Named object pointing entries:
_ _ _ _ _ _ _

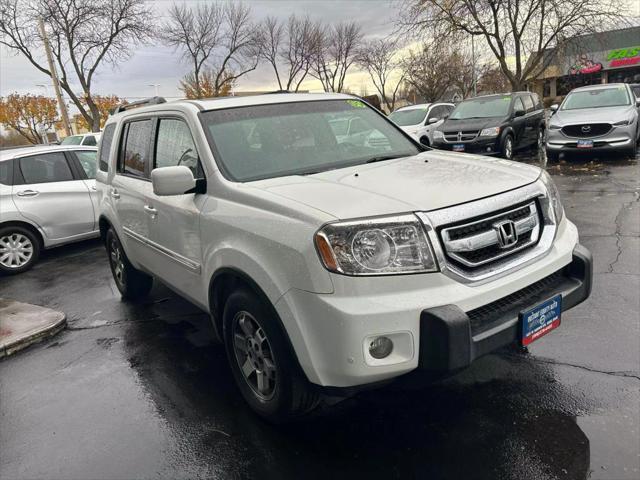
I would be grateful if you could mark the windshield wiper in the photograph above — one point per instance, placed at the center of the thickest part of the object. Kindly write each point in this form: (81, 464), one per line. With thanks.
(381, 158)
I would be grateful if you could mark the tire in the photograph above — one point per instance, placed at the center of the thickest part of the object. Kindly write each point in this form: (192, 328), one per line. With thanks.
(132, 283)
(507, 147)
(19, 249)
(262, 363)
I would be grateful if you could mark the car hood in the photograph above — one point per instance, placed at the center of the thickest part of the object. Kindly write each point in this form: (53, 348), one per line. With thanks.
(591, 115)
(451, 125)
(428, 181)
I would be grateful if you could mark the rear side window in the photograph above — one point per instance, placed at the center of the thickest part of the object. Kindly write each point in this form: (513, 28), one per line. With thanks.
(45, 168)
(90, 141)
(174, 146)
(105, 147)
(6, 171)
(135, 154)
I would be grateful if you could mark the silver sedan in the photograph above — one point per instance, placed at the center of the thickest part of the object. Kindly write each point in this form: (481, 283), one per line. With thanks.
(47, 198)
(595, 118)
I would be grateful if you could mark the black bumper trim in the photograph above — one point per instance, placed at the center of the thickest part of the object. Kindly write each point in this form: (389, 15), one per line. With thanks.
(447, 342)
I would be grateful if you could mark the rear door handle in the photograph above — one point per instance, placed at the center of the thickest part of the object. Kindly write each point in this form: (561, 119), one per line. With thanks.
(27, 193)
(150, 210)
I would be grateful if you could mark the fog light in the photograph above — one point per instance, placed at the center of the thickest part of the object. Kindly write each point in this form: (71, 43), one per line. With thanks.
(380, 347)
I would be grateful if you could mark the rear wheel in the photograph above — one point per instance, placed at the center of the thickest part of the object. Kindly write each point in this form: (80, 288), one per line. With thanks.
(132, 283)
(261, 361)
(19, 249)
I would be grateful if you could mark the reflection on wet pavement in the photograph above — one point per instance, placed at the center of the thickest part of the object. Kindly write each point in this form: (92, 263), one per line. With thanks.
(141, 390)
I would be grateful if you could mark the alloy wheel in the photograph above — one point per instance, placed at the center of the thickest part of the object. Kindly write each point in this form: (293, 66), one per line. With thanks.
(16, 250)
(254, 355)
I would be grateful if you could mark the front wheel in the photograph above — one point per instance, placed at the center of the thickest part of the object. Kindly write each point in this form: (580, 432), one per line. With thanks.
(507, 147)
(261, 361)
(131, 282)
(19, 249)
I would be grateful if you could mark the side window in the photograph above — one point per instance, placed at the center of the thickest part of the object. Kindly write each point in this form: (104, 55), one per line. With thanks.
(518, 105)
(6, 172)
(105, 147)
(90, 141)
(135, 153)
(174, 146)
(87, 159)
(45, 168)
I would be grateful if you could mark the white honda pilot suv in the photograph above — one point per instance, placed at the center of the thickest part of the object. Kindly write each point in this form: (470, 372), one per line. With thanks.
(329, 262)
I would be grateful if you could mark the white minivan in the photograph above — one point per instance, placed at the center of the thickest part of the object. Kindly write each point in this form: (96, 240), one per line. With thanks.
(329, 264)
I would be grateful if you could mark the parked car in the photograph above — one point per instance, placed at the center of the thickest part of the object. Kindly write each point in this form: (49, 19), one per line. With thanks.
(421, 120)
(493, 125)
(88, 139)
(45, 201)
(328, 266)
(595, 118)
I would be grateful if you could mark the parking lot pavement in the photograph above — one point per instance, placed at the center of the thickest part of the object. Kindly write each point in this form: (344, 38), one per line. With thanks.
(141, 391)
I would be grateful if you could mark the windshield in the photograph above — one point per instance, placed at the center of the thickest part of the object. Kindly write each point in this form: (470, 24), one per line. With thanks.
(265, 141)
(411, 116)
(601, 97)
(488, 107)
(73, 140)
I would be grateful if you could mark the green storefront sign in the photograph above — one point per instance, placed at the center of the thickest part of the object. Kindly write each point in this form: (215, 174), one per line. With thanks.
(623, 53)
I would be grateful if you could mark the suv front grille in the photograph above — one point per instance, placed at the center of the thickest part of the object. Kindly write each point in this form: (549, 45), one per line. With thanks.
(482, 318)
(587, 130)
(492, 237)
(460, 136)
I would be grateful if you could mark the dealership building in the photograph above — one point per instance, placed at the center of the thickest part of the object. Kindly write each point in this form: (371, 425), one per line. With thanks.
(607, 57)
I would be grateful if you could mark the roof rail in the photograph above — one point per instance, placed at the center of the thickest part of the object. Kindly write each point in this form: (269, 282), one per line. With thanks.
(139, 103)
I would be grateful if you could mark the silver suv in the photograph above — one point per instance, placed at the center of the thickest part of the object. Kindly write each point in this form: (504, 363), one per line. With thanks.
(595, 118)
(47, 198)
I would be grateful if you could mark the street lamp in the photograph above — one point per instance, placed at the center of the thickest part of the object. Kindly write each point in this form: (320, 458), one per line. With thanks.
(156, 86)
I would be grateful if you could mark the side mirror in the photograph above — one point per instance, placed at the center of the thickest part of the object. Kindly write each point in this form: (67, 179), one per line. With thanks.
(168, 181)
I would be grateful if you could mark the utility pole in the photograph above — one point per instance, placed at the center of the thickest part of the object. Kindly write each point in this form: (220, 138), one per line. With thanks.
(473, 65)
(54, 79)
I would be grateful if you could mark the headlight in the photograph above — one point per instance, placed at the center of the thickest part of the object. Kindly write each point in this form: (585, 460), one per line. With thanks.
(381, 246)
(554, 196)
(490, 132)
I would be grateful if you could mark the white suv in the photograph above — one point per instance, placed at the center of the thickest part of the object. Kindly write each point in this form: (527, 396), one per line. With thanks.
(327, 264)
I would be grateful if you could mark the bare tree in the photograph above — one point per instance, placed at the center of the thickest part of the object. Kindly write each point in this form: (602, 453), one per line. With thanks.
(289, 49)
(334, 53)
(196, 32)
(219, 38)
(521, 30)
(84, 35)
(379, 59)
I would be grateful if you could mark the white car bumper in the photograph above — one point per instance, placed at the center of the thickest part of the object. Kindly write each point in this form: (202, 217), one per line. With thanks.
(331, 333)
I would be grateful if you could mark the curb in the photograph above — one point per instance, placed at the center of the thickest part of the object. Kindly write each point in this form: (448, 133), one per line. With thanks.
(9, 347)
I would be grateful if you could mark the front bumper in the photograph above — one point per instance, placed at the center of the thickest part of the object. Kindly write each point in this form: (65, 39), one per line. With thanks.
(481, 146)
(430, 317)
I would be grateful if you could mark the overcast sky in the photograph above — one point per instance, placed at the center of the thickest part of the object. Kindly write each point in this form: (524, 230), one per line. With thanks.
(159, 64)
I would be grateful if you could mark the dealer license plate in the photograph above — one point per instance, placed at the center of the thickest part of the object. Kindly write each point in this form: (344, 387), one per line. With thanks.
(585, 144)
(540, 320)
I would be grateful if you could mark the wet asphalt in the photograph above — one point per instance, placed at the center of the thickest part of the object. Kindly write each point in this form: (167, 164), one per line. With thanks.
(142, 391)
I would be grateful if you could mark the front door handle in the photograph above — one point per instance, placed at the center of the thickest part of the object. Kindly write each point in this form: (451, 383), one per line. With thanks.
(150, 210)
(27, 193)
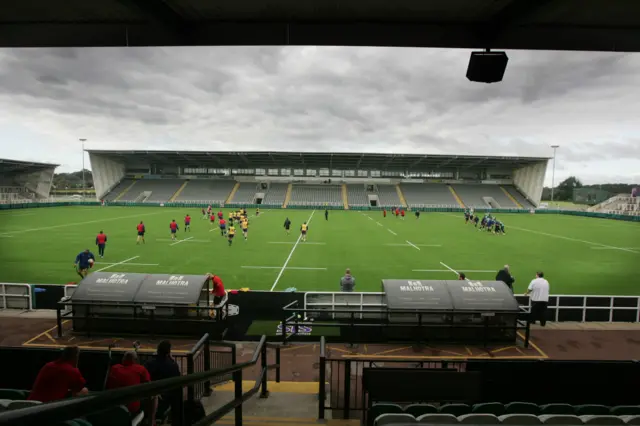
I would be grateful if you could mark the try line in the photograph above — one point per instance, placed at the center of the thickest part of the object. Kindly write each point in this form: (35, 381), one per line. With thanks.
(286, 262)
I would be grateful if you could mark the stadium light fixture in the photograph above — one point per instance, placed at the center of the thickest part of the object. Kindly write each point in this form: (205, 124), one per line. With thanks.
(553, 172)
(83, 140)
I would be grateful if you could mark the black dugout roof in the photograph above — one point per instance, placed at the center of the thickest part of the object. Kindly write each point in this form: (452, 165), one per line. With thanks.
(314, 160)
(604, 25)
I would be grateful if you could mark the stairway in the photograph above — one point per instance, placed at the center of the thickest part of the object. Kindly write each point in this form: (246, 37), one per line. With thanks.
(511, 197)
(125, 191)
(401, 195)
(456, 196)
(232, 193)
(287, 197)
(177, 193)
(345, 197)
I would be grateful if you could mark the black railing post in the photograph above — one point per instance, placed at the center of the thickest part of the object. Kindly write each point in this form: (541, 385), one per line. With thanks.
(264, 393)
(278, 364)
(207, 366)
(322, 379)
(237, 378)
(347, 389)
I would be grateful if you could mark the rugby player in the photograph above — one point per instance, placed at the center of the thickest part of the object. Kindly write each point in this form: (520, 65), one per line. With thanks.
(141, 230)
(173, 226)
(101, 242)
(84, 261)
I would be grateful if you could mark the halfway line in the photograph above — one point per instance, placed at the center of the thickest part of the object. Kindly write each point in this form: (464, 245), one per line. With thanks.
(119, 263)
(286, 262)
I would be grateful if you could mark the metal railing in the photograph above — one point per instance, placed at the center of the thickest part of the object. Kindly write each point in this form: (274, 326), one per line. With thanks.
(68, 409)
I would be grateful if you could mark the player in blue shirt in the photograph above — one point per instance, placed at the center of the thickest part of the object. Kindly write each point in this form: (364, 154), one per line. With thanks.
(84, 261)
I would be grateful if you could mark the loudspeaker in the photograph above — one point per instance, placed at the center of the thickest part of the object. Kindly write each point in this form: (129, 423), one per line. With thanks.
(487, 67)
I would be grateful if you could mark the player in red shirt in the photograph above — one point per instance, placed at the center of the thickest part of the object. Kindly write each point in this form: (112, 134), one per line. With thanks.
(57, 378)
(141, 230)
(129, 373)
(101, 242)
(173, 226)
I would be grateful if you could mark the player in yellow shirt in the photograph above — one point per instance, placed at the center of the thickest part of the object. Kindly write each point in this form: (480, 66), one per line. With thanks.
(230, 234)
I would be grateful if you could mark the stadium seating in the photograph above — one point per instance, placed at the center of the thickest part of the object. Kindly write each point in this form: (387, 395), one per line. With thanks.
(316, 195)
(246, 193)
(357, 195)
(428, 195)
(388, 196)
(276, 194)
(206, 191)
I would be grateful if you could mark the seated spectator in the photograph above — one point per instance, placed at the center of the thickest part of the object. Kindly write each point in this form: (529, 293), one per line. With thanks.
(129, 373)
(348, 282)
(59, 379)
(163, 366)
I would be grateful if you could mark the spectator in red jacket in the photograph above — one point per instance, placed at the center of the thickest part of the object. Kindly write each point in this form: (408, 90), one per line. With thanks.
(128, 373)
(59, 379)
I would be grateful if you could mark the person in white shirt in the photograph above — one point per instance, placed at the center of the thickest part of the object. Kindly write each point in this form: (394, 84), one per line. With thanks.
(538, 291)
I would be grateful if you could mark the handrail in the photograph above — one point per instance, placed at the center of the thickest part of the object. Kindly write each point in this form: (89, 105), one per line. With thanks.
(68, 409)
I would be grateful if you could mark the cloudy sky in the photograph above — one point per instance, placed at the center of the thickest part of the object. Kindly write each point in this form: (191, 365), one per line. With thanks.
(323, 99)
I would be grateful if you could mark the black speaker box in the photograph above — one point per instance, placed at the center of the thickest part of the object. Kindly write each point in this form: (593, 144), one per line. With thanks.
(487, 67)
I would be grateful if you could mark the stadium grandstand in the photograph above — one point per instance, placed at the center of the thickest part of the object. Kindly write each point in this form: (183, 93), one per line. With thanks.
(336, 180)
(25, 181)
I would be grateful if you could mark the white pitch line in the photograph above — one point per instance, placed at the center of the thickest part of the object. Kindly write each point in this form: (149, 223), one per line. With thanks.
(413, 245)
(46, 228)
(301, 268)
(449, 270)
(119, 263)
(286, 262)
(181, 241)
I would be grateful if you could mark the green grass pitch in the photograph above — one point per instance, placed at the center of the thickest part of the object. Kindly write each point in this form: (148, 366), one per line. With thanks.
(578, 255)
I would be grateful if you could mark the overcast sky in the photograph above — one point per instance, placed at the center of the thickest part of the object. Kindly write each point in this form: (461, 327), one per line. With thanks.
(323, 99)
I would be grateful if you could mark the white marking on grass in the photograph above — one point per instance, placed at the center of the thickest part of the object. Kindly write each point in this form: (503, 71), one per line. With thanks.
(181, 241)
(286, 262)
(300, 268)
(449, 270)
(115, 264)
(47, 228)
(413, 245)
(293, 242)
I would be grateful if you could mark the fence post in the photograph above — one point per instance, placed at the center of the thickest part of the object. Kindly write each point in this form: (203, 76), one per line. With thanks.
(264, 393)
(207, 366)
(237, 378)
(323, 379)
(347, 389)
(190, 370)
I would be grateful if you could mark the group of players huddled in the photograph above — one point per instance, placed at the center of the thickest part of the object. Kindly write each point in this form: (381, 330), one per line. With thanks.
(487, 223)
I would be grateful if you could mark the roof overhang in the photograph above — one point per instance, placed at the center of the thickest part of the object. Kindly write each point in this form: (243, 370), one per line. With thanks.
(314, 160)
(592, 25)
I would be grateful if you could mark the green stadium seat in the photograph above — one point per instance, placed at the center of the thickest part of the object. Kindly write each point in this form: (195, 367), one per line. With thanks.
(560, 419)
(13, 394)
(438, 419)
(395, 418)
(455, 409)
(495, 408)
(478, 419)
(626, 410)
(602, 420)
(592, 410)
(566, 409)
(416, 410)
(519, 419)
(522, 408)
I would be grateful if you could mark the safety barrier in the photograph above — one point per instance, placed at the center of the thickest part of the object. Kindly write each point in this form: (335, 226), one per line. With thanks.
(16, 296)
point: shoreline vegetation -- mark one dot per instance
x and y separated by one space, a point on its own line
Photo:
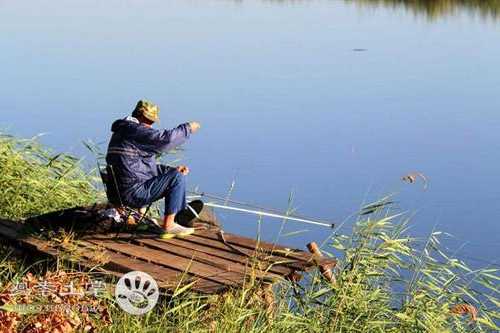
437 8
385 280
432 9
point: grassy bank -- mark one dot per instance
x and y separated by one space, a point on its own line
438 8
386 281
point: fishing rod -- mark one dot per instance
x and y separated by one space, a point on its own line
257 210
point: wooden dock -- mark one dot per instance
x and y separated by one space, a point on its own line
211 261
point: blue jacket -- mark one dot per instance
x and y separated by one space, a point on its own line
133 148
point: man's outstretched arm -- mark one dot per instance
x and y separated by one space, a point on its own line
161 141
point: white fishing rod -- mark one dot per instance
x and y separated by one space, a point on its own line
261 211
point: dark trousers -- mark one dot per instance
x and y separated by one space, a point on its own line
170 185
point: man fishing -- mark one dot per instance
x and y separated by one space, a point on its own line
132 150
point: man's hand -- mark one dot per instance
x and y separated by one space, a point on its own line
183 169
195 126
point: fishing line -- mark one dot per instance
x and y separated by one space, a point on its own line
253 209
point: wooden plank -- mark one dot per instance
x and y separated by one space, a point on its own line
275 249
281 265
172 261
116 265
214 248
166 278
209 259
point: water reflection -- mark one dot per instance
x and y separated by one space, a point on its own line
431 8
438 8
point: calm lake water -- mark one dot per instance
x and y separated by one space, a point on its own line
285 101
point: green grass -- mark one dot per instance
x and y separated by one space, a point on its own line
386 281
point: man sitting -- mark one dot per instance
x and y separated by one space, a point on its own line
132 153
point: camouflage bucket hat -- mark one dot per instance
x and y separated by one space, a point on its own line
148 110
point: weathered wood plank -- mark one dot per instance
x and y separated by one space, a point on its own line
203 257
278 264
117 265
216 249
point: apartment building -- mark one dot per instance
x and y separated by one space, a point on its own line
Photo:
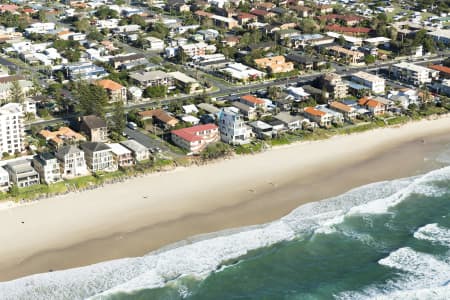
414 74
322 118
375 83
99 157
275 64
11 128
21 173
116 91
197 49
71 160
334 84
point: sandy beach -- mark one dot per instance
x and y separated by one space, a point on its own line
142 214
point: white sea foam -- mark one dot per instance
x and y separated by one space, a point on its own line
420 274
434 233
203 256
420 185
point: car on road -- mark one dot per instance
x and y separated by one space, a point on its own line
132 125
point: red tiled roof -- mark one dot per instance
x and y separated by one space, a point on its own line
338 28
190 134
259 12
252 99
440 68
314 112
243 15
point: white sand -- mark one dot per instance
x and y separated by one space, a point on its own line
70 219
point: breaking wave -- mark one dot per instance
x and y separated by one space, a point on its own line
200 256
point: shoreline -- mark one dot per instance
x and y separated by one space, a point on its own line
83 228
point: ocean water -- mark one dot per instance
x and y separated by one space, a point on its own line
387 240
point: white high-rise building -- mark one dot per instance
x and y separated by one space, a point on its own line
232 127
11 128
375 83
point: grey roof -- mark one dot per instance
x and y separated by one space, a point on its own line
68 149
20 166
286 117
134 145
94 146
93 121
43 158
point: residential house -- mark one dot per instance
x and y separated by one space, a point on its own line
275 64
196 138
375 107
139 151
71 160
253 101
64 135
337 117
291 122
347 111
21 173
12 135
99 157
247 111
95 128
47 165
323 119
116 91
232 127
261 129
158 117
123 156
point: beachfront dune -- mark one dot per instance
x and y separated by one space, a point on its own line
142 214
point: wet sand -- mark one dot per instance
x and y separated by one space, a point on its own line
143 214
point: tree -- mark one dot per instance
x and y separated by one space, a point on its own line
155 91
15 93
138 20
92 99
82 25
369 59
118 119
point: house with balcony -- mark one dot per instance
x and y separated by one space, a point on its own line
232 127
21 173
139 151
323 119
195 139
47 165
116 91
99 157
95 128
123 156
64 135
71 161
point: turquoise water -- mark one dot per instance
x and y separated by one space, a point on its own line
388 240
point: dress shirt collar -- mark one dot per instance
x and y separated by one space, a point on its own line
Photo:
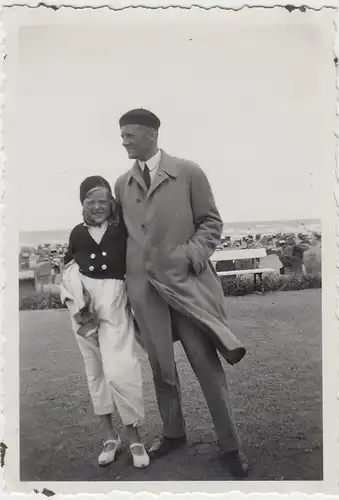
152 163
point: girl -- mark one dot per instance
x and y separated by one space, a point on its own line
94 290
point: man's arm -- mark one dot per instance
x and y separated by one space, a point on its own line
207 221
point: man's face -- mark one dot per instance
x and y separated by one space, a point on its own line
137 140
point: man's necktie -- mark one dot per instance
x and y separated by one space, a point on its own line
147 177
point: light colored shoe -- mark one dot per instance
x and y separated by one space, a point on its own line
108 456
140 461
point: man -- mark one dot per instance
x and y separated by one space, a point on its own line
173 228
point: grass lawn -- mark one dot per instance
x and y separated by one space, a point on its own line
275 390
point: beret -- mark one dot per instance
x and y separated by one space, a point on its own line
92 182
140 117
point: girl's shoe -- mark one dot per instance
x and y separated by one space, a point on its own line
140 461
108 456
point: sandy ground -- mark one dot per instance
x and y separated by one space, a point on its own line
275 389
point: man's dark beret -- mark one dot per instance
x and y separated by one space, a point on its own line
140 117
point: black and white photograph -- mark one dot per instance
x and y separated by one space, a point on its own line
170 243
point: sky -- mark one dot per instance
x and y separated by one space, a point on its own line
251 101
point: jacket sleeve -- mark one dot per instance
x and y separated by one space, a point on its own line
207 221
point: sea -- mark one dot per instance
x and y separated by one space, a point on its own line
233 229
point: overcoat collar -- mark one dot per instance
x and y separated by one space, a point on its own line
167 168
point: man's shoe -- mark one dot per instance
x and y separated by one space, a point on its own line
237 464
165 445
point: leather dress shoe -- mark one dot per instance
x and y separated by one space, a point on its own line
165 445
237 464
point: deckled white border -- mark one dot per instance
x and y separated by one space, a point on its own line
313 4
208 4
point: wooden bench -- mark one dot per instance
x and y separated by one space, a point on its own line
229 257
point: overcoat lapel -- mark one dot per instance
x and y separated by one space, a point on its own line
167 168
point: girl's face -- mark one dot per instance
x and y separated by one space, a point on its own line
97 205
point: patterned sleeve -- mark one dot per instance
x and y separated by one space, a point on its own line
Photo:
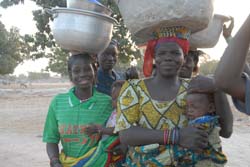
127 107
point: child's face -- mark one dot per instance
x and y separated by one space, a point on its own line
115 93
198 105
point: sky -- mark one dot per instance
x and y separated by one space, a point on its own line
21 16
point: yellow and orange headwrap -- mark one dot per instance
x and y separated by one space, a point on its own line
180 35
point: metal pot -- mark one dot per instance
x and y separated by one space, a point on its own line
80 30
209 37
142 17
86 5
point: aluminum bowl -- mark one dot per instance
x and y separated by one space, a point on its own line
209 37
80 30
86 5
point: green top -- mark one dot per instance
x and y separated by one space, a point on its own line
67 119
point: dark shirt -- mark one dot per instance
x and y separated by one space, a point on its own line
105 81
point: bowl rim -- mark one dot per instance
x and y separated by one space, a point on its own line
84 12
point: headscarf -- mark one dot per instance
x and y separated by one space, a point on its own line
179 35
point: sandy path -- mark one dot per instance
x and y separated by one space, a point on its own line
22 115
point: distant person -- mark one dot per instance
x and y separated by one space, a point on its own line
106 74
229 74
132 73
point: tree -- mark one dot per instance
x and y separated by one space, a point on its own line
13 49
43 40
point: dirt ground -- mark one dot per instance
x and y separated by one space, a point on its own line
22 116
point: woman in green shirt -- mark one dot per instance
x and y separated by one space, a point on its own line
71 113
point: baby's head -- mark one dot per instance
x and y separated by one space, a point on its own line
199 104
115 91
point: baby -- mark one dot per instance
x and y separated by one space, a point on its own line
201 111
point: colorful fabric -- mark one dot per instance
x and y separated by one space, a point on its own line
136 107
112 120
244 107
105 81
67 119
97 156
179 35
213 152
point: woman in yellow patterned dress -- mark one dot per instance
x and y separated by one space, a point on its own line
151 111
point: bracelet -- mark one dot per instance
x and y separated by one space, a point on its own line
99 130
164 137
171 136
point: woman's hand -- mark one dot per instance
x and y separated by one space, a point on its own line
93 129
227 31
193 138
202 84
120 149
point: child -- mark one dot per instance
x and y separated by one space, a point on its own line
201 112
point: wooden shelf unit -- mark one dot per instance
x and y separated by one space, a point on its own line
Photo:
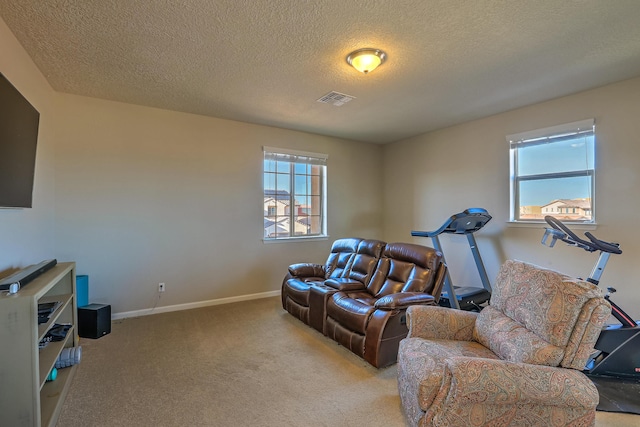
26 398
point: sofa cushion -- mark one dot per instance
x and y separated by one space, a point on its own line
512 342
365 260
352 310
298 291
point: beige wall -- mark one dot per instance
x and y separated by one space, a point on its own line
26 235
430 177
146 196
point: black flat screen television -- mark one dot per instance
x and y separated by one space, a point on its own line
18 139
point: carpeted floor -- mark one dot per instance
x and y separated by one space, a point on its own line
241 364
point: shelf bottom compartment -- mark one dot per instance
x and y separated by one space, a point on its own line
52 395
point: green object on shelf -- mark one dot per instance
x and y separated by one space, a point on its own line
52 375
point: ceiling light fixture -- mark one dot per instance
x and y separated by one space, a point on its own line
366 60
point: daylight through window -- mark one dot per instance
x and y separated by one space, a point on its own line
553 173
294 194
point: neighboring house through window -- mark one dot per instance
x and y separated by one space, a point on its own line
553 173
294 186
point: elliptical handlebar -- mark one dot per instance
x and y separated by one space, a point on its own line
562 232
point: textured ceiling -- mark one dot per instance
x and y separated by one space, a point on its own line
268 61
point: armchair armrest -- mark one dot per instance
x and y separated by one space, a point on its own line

_ _ _ _ _ _ _

• Task to carry out
Output the lines from the line containing "point: ceiling light" to the end, both included; add nothing.

• Solution
point: ceiling light fixture -- mark one dot per instance
x and y separated by one space, a point on its own line
366 60
point: daylight through window -- mark one dot per instance
x and y separated by one space, a point on its own line
553 173
294 194
point: neighboring house through window -- mark one dot per instance
x and y separated by one space, a point on its own line
553 173
294 186
point: elliptical handlebar -- mark one dot per instance
x and y separated by one space, a point on its own line
562 232
point: textured ceiling -- mark one dot per instance
x and y separated by one space, a point on its own line
268 61
point: armchair armrest -- mark one dot per instance
x and y separated by one space, a point on its own line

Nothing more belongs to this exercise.